## Problem to work on
Working from the records below, repeat exactly the lines starting at the line that contains "roi: dry spaghetti" and ending at the line that contains "roi: green cucumber", inclusive.

______

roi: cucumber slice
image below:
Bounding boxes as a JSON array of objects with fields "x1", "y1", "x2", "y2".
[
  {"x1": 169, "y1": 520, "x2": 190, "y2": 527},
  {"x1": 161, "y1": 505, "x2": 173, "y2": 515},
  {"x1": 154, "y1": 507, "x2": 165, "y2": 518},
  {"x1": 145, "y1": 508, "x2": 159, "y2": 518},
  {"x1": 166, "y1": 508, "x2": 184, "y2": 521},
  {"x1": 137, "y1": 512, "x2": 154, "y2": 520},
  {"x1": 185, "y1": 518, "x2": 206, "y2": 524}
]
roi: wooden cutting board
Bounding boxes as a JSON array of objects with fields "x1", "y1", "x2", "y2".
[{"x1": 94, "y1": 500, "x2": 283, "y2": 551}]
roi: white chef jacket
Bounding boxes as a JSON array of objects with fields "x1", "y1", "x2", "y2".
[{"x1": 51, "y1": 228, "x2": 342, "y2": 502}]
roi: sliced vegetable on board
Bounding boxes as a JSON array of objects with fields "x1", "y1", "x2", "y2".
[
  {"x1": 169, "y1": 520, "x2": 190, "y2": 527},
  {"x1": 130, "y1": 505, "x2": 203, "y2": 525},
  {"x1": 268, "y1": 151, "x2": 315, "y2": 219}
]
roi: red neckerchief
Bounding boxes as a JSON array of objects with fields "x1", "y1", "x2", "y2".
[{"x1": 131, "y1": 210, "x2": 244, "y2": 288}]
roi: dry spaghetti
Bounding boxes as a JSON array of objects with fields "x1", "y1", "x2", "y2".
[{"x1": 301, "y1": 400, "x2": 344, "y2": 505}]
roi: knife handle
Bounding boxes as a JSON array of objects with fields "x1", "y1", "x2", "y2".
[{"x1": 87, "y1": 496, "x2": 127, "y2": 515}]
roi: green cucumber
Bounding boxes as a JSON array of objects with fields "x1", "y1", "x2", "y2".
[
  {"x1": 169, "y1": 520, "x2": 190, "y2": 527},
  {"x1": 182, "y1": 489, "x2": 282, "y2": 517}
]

______

## Reply to the task
roi: dry spaghetti
Bounding boxes as a JSON array of objects with fields "x1", "y1", "x2", "y2".
[{"x1": 301, "y1": 400, "x2": 344, "y2": 505}]
roi: knife handle
Bounding boxes as a JSON array of objects with fields "x1", "y1", "x2", "y2".
[{"x1": 87, "y1": 496, "x2": 127, "y2": 515}]
roi: green cucumber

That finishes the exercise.